= EXERCISE TEXT =
= = =

The Old Testament is characterized by mystery, types, and shadows, which are more fully and more clearly understood after the redemptive work of Christ is accomplished in history. As Nehemiah Coxe noted, "the best interpreter of the Old Testament is the Holy Spirit speaking to us in the new." If the New Testament tells us that the rock was Christ (1 Cor 10:4), then it was Christ. If the New Testament tells us that the seed was Christ (Gal 3:16), then it was Christ. If the New Testament us that all those who belong to Christ are Abraham's offspring (Gal 3:29), then we do not get to define Abraham's offspring merely in reference to biology. (The New Testament also records Jesus telling some of Abraham's biological offspring, who had rejected Him, that they were NOT Abraham's children, but children of the devil, John 8:39-44.) If the New Testament applies the New Covenant blessings to all believers, then we do not get to define the recipients of the New Covenant merely in terms of biology. All those who trust in Christ are beneficiaries of the New Covenant blessings in Him. Those who do not trust in Christ–whatever their biological heritage–do not benefit from these New Covenant blessings. Those who reject the good news of the kingdom cannot presume upon their biological heritage, imagining that–on that basis–God is obligated to grant them His blessings (Matt 3:9). Both Jews who reject Christ and unbelieving Gentiles are condemned. Both believing Gentiles and Jews who accept Christ receive the blessings of the New Covenant. Neither of these realities makes God a liar. Neither of these realities–clearly proclaimed in Scripture–undermines the right exegesis of Scripture.

Scripture provides the context for a Christ-centered interpretation of Scripture, where the types, shadows, patterns, and prophecies made to Israel terminate in Him and are then expanded to all of those who have been united to Him by faith. This is why there is now "neither Jew nor Greek... if you belong to Christ, you are Abraham's descendants, heirs according to the promise." We cannot, in light of that and similar passages, continue to think that inheritance of the promises is a matter of biology. The Bible says that every believer, whether Semite or non-Semite, is a descendant of Abraham.

= = =

= INFORMATION GIVEN =
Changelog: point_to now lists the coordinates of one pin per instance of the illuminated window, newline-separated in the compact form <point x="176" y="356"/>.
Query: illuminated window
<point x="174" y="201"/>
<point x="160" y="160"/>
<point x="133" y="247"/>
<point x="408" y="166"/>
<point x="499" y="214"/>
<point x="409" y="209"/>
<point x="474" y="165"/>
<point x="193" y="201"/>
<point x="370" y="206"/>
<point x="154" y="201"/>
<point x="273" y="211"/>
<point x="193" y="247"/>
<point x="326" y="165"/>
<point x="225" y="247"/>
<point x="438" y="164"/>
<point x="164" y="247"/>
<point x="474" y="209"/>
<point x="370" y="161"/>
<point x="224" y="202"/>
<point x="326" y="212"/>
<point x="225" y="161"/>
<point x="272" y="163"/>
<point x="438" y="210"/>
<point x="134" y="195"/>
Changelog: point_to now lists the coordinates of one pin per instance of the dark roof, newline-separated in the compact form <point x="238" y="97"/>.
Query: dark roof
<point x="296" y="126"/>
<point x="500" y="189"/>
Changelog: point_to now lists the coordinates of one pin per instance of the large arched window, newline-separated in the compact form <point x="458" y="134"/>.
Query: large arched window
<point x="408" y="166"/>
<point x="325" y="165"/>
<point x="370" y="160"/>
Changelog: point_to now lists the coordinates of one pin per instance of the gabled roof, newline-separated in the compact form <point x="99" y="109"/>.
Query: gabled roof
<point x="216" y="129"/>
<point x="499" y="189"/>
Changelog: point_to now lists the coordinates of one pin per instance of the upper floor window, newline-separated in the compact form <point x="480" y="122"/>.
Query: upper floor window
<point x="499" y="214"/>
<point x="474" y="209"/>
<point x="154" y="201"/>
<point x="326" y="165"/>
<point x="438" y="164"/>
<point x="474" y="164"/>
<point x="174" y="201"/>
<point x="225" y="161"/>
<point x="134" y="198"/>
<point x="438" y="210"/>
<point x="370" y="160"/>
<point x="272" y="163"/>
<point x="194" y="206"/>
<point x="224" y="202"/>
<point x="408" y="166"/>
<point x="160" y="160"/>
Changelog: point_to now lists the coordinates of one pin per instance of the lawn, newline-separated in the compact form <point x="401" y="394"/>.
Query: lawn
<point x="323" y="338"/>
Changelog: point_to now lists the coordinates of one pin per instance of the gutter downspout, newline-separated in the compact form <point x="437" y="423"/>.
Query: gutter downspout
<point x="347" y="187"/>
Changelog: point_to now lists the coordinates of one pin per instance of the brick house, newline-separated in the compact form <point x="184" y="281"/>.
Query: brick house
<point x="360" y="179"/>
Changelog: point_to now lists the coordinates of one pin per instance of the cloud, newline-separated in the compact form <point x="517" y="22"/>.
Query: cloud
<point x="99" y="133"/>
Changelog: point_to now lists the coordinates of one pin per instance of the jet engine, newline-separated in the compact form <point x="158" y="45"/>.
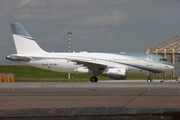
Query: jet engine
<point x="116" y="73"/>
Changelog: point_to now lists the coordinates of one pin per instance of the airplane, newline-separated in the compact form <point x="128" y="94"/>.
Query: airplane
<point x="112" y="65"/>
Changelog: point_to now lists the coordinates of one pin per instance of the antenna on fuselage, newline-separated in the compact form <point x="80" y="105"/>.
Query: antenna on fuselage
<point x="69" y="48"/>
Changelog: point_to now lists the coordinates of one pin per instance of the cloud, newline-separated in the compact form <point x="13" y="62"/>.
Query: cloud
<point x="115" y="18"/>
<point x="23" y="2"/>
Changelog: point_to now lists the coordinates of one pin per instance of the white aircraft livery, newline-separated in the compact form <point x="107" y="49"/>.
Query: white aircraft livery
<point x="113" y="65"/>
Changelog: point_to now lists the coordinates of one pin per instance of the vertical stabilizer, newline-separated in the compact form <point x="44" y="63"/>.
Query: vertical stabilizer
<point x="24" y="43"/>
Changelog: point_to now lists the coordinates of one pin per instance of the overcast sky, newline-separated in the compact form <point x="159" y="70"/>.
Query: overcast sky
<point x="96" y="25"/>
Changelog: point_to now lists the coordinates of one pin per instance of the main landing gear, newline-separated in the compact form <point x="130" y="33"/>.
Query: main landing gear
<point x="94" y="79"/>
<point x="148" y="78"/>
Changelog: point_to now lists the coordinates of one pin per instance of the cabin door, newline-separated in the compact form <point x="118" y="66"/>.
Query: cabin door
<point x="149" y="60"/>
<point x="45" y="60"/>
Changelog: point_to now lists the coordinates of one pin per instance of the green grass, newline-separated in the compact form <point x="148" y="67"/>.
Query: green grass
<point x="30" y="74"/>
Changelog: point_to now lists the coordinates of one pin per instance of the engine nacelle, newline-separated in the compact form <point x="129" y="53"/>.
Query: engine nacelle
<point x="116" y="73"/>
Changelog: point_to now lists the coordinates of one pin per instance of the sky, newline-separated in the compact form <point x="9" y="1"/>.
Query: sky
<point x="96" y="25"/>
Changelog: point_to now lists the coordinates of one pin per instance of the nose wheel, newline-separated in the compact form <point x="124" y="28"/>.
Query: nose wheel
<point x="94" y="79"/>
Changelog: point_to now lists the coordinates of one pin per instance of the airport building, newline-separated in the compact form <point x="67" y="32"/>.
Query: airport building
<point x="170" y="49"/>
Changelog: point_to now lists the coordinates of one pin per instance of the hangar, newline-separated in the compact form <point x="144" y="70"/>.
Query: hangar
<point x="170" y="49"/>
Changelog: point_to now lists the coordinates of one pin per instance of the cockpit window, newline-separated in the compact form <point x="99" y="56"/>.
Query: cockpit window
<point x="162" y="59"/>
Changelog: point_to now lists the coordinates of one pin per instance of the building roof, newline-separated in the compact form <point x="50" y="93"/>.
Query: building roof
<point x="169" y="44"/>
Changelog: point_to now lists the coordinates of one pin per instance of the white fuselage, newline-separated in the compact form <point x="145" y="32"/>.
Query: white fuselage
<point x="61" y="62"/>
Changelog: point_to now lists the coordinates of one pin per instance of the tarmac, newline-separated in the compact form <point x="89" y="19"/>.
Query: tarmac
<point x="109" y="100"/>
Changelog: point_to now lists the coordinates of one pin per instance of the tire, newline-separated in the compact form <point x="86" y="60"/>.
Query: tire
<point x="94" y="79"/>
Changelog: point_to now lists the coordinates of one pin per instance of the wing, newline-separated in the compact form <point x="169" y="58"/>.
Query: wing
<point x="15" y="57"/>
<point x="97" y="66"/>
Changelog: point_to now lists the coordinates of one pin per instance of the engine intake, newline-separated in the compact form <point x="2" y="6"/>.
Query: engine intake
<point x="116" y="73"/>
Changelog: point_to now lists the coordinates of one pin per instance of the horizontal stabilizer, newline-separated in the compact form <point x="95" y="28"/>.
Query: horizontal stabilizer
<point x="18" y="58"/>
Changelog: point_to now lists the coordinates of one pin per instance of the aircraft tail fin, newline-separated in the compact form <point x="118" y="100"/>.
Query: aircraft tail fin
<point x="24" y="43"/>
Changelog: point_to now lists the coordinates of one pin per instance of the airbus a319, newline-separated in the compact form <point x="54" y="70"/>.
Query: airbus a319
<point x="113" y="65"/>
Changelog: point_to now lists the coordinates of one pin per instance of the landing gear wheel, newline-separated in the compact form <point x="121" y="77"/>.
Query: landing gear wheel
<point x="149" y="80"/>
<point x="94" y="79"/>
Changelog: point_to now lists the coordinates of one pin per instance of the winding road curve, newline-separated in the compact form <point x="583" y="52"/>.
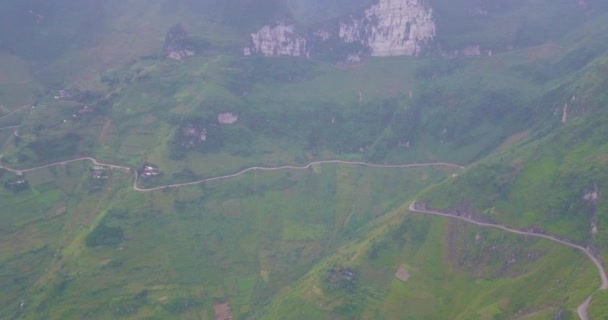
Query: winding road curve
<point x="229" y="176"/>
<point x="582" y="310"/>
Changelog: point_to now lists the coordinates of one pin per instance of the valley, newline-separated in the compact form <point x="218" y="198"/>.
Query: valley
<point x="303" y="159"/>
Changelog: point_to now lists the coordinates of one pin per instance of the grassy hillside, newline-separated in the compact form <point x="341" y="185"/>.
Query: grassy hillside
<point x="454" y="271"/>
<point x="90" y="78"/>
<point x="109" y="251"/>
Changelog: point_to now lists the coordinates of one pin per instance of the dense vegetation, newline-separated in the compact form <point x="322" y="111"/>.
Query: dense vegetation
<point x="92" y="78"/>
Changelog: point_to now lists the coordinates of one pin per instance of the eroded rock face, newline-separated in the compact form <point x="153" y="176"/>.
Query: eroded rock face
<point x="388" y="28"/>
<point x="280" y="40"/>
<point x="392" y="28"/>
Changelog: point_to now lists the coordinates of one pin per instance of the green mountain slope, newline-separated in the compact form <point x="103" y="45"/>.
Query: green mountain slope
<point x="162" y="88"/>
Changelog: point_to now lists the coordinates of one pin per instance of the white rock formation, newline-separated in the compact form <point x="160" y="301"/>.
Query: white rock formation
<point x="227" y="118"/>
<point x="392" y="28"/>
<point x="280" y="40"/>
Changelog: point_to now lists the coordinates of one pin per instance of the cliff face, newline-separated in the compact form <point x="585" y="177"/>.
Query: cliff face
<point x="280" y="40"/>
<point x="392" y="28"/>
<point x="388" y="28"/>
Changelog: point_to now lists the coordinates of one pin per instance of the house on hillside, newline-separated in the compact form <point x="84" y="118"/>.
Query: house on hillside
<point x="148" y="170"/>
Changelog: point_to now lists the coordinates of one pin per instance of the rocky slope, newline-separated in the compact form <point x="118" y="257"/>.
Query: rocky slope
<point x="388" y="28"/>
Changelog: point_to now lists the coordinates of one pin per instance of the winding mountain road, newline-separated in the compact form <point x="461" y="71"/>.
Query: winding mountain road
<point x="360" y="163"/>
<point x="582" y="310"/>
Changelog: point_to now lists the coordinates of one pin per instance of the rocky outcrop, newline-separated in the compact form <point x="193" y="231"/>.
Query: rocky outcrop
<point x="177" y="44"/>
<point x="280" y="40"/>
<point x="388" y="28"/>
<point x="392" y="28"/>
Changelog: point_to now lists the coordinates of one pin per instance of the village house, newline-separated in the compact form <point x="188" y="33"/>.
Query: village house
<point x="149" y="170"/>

= = =

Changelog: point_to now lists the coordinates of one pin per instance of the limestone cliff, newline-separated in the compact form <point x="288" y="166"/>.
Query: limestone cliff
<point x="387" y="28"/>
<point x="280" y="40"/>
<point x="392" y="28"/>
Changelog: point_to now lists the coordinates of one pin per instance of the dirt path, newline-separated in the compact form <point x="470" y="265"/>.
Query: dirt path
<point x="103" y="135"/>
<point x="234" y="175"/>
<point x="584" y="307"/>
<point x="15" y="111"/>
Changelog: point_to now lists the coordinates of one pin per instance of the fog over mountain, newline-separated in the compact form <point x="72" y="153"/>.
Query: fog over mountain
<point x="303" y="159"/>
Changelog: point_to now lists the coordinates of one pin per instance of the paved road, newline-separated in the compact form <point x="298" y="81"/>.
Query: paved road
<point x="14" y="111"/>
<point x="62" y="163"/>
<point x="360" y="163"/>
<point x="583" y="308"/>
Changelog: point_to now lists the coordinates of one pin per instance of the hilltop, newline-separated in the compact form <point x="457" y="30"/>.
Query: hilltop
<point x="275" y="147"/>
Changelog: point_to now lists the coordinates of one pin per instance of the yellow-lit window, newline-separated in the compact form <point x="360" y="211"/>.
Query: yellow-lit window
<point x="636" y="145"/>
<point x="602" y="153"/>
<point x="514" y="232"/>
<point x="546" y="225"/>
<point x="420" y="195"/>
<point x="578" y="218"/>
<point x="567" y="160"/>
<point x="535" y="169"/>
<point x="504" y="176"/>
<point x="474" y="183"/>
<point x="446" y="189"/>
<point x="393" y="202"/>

= = =

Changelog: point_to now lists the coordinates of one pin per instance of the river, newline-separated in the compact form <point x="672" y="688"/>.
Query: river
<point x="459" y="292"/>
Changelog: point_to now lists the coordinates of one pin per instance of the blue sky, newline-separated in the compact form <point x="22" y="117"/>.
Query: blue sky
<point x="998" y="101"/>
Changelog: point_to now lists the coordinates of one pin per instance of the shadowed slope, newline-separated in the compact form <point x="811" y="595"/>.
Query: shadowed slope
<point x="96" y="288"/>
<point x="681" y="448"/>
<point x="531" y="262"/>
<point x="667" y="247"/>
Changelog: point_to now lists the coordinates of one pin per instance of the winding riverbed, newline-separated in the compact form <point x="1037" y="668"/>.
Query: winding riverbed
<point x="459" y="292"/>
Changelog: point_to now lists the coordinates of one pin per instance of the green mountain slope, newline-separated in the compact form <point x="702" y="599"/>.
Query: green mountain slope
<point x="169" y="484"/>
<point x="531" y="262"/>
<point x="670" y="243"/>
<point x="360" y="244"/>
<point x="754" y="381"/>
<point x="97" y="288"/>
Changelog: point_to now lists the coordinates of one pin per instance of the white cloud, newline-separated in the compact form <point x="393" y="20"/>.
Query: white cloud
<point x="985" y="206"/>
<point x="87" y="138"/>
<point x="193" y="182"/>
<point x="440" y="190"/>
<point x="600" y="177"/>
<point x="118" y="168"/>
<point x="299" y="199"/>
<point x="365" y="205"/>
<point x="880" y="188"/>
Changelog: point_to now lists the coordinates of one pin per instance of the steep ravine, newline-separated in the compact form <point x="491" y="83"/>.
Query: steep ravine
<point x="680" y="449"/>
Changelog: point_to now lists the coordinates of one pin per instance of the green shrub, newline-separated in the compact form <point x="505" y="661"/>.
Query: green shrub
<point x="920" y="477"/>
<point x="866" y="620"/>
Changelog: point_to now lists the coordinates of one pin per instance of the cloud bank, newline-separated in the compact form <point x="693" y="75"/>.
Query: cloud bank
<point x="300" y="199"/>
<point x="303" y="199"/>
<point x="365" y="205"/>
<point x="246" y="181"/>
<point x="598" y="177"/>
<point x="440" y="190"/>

= = =

= BRIEF 1 =
Answer these questions about the text on the New Covenant, one line each:
(a) According to Nehemiah Coxe, who is the best interpreter of the Old Testament?
(b) Which reference does the text give for the statement that the rock was Christ?
(c) According to the final sentence, who does the Bible say is a descendant of Abraham?
= BRIEF 2 =
List every Scripture reference given in parentheses in the text on the New Covenant.
= BRIEF 3 =
Write out the part of the text on the New Covenant from "Scripture provides the" up to and including "descendant of Abraham.".

= WRITTEN ANSWER 1 =
(a) The Holy Spirit speaking to us in the new.
(b) 1 Cor 10:4
(c) Every believer, whether Semite or non-Semite.

= WRITTEN ANSWER 2 =
1 Cor 10:4
Gal 3:16
Gal 3:29
John 8:39-44
Matt 3:9

= WRITTEN ANSWER 3 =
Scripture provides the context for a Christ-centered interpretation of Scripture, where the types, shadows, patterns, and prophecies made to Israel terminate in Him and are then expanded to all of those who have been united to Him by faith. This is why there is now "neither Jew nor Greek... if you belong to Christ, you are Abraham's descendants, heirs according to the promise." We cannot, in light of that and similar passages, continue to think that inheritance of the promises is a matter of biology. The Bible says that every believer, whether Semite or non-Semite, is a descendant of Abraham.